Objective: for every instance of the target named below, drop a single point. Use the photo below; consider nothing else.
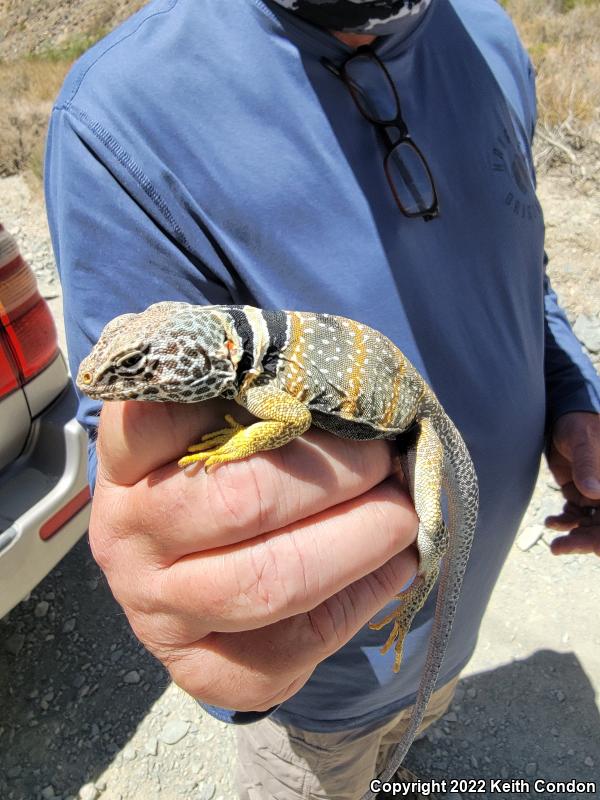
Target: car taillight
(29, 332)
(9, 379)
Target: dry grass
(562, 38)
(561, 35)
(27, 89)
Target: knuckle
(267, 593)
(235, 499)
(329, 623)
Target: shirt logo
(508, 164)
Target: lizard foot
(211, 443)
(411, 600)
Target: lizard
(292, 370)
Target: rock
(88, 792)
(206, 791)
(14, 643)
(174, 731)
(530, 536)
(78, 680)
(587, 330)
(129, 754)
(41, 609)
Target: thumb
(577, 438)
(586, 467)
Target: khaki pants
(286, 763)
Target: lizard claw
(215, 439)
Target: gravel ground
(87, 713)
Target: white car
(44, 494)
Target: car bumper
(44, 500)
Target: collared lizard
(290, 370)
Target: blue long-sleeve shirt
(202, 152)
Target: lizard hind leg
(411, 601)
(424, 466)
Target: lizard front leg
(282, 416)
(425, 463)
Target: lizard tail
(460, 485)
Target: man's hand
(574, 459)
(242, 580)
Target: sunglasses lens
(410, 179)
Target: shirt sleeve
(572, 383)
(119, 246)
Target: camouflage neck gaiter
(375, 17)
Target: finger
(255, 670)
(573, 495)
(247, 498)
(578, 541)
(572, 516)
(586, 468)
(289, 571)
(135, 438)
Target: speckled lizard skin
(291, 370)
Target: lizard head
(169, 352)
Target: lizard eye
(130, 361)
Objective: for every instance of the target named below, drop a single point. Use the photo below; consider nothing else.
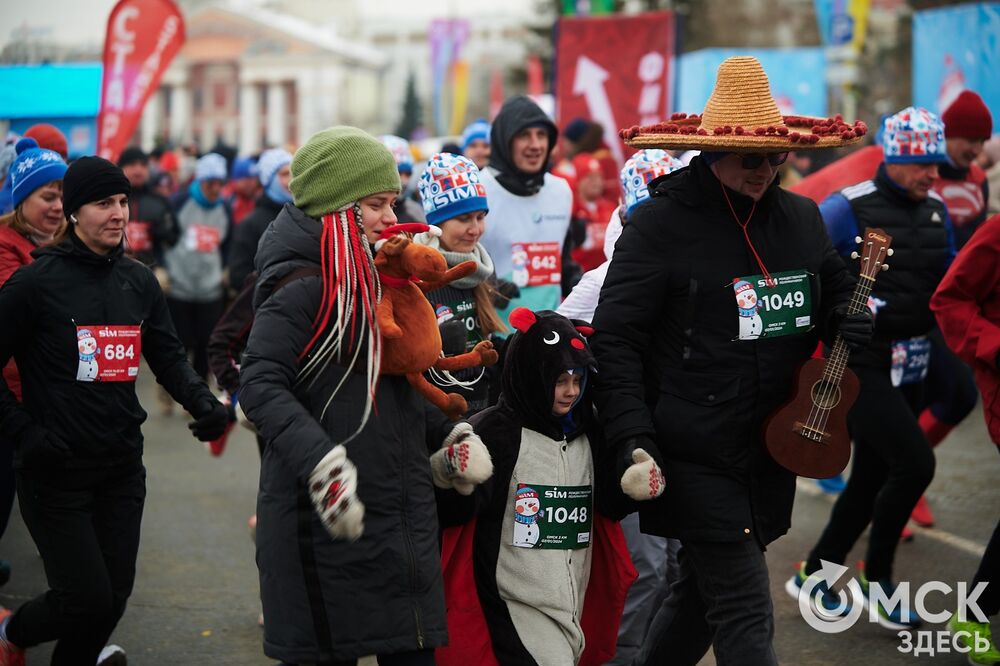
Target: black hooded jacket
(516, 114)
(42, 306)
(672, 366)
(325, 599)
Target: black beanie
(91, 179)
(132, 154)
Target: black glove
(503, 292)
(453, 337)
(212, 422)
(856, 329)
(40, 448)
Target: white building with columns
(255, 78)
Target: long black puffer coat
(673, 368)
(325, 599)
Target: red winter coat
(15, 251)
(967, 306)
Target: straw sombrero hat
(741, 116)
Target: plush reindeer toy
(410, 336)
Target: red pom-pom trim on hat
(407, 228)
(522, 319)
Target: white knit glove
(242, 419)
(643, 480)
(462, 462)
(333, 486)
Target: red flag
(143, 37)
(496, 93)
(614, 71)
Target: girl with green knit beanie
(346, 525)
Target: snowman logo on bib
(751, 325)
(520, 275)
(526, 508)
(86, 345)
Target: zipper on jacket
(410, 558)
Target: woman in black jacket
(338, 444)
(76, 320)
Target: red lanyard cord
(743, 225)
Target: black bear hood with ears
(545, 345)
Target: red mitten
(462, 462)
(333, 488)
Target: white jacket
(582, 301)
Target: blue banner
(797, 76)
(956, 48)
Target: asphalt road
(195, 599)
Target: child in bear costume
(535, 566)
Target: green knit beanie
(338, 166)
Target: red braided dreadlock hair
(345, 323)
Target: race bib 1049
(784, 308)
(138, 235)
(108, 353)
(552, 516)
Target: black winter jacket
(246, 236)
(922, 252)
(672, 367)
(42, 305)
(325, 599)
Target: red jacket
(15, 251)
(967, 307)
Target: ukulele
(808, 435)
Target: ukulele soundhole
(825, 395)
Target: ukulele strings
(858, 302)
(816, 421)
(838, 361)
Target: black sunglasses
(750, 162)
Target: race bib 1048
(784, 308)
(552, 516)
(108, 353)
(910, 360)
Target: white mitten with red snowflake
(333, 486)
(462, 462)
(643, 480)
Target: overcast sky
(82, 22)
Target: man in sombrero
(721, 285)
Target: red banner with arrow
(615, 71)
(143, 37)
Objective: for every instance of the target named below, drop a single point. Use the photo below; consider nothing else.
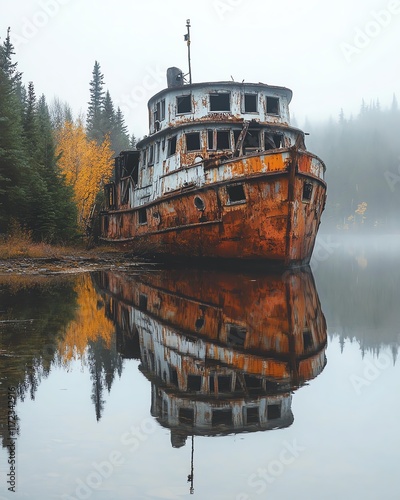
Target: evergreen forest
(53, 166)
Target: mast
(187, 40)
(191, 475)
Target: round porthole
(199, 203)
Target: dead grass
(19, 246)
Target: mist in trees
(103, 120)
(34, 194)
(362, 156)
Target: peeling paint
(264, 225)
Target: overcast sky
(332, 55)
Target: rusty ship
(221, 174)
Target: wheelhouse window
(220, 101)
(273, 105)
(157, 151)
(223, 139)
(151, 155)
(162, 111)
(184, 104)
(252, 139)
(250, 103)
(171, 145)
(307, 191)
(142, 216)
(210, 139)
(272, 141)
(193, 141)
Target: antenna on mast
(187, 40)
(191, 475)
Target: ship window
(307, 191)
(110, 195)
(223, 139)
(236, 193)
(157, 151)
(142, 216)
(277, 140)
(221, 417)
(184, 104)
(186, 416)
(224, 383)
(253, 383)
(272, 105)
(172, 145)
(143, 301)
(151, 154)
(236, 335)
(157, 116)
(193, 141)
(199, 323)
(162, 116)
(220, 102)
(199, 203)
(250, 103)
(307, 340)
(252, 139)
(273, 412)
(173, 376)
(253, 415)
(194, 382)
(210, 139)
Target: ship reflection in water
(223, 351)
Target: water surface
(211, 384)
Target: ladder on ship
(240, 140)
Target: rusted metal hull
(252, 208)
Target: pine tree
(9, 67)
(121, 141)
(95, 110)
(12, 155)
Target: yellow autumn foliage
(86, 165)
(90, 322)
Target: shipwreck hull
(260, 208)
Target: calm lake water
(207, 384)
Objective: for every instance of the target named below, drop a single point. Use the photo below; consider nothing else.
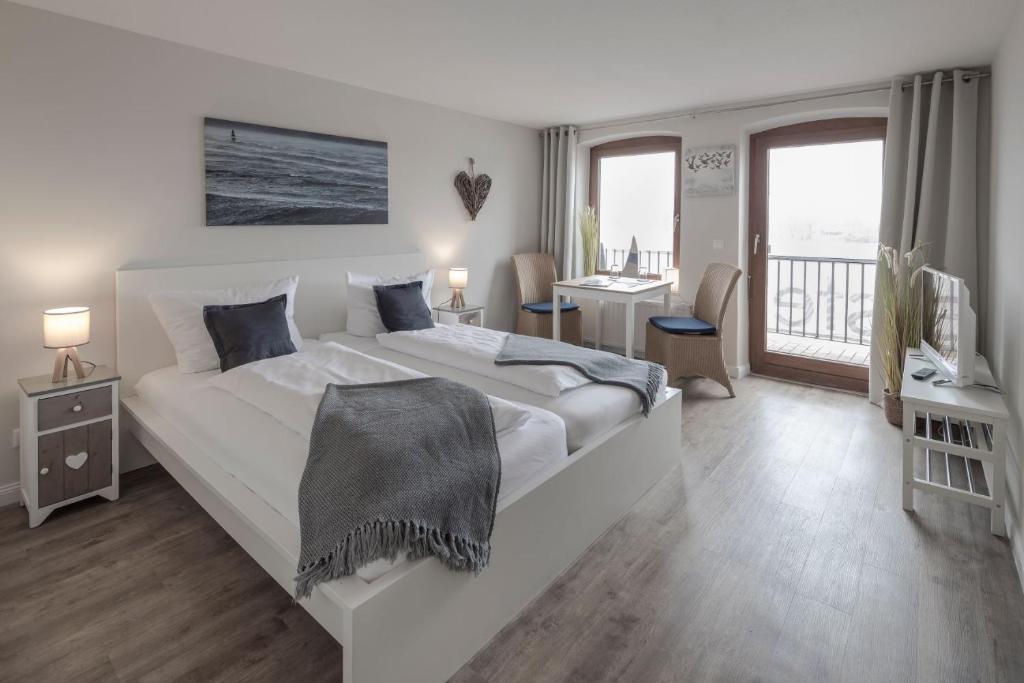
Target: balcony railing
(654, 261)
(821, 298)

▶ [Required work]:
Update all the lines above so that each "drop a single point" becomes "place one point", with nothing else changed. Leave the pictures out of your answer.

▶ [Solution to this problem]:
Objective: for every instance of the target named below, place one point. Use the photo below; consider nothing else.
Target: car taillight
(29, 332)
(9, 379)
Target: dry grass
(562, 38)
(561, 35)
(27, 89)
Target: knuckle
(267, 593)
(235, 499)
(329, 623)
Target: shirt logo
(508, 164)
Target: lizard foot
(211, 443)
(411, 600)
Target: lizard
(292, 370)
Target: rock
(88, 792)
(206, 791)
(14, 643)
(174, 731)
(530, 536)
(78, 680)
(587, 330)
(129, 754)
(41, 609)
Target: thumb
(577, 438)
(586, 467)
Target: khaki pants
(286, 763)
Target: lizard claw
(215, 439)
Target: gravel ground
(87, 713)
Target: white car
(44, 494)
Target: car bumper
(44, 500)
Target: collared lizard
(290, 370)
Target: blue long-sleeve shirt
(202, 152)
Target: lizard hind leg
(411, 601)
(424, 466)
Target: lizard front leg
(282, 416)
(425, 463)
Target: lizard tail
(460, 485)
Target: man's hand
(574, 459)
(242, 580)
Target: sunglasses lens
(410, 179)
Target: shirt sleeve
(572, 383)
(119, 246)
Target: camouflage neck gaiter
(375, 17)
Target: finger
(255, 670)
(573, 495)
(247, 498)
(578, 541)
(572, 516)
(586, 468)
(289, 571)
(135, 438)
Target: speckled lizard skin
(291, 370)
Target: lizard head
(169, 352)
Target: lizard eye
(130, 361)
Objective: for every instance of the target named below, place one point. Use the photo below; consider nothing else.
Target: black hooded jacket
(516, 114)
(42, 306)
(672, 366)
(325, 599)
Target: black beanie
(91, 179)
(132, 154)
Target: black glove
(503, 292)
(453, 337)
(212, 422)
(856, 329)
(40, 448)
Target: white building with columns
(255, 78)
Target: long black puffer coat
(673, 368)
(325, 599)
Target: red winter coat
(15, 251)
(967, 306)
Target: straw sombrero hat
(741, 116)
Target: plush reindeer toy
(410, 336)
Target: red pom-pom trim on hat
(407, 228)
(522, 319)
Target: white knit glove
(242, 419)
(643, 480)
(462, 462)
(333, 486)
Target: red flag
(143, 37)
(496, 93)
(614, 71)
Target: girl with green knit beanie
(346, 525)
Target: snowman logo on bib
(751, 325)
(520, 275)
(526, 508)
(86, 345)
Target: zipper on jacket
(410, 558)
Target: woman in black jacket
(338, 444)
(76, 320)
Target: red lanyard cord
(743, 225)
Target: black bear hood with ears
(545, 345)
Target: red mitten
(462, 462)
(333, 488)
Target: white jacket
(582, 301)
Target: blue banner
(797, 76)
(956, 48)
Target: asphalt road
(195, 599)
Target: child in bear costume
(535, 566)
Target: green knit beanie
(338, 166)
Target: red braided dreadlock hair
(345, 323)
Target: race bib 1049
(784, 308)
(138, 235)
(108, 353)
(552, 516)
Target: black winter jacket
(246, 236)
(922, 252)
(672, 367)
(42, 305)
(325, 599)
Target: red jacket
(15, 251)
(967, 307)
Target: ukulele
(808, 435)
Target: ukulele soundhole
(825, 395)
Target: ukulele strings
(858, 302)
(816, 421)
(838, 361)
Target: black sunglasses
(750, 162)
Target: race bib 1048
(784, 308)
(552, 516)
(108, 353)
(910, 360)
Target: white mitten with red snowflake
(333, 486)
(462, 462)
(643, 480)
Target: overcast sky
(82, 22)
Target: man in sombrero
(721, 285)
Target: red banner with arrow
(615, 71)
(143, 37)
Objective: for every instance of the target named below, place one point. Use the photo below; consider nothing else.
Target: evergreen forest
(53, 166)
Target: mast
(187, 40)
(191, 475)
Target: round porthole
(199, 203)
Target: dead grass
(19, 246)
Target: mist in trees
(103, 120)
(34, 194)
(362, 156)
Target: peeling paint
(264, 225)
Target: overcast sky
(332, 55)
Target: rusty ship
(221, 174)
Target: wheelhouse window
(220, 101)
(273, 105)
(157, 151)
(223, 139)
(151, 155)
(162, 111)
(184, 104)
(252, 139)
(250, 103)
(171, 145)
(307, 191)
(142, 216)
(210, 139)
(272, 141)
(193, 141)
Target: antenna on mast
(187, 40)
(191, 475)
Target: ship window
(307, 191)
(110, 195)
(223, 139)
(236, 193)
(157, 151)
(142, 216)
(277, 140)
(221, 417)
(184, 104)
(186, 416)
(224, 383)
(253, 383)
(272, 105)
(172, 145)
(143, 301)
(151, 154)
(236, 335)
(157, 116)
(193, 141)
(199, 323)
(162, 116)
(220, 102)
(199, 203)
(250, 103)
(307, 340)
(252, 139)
(273, 412)
(173, 376)
(253, 415)
(194, 382)
(210, 139)
Target: ship reflection in water
(223, 351)
Target: water surface
(211, 384)
Target: ladder on ship
(240, 140)
Target: rusted metal hull
(252, 208)
Target: pine tree
(9, 67)
(121, 141)
(95, 110)
(12, 155)
Target: yellow autumn foliage
(86, 165)
(90, 322)
Target: shipwreck hull
(260, 208)
Target: calm lake water
(207, 384)
Objective: for every instance of the target named below, place one point. Use the photo below; consider nothing else.
Target: balcony railing
(654, 261)
(821, 298)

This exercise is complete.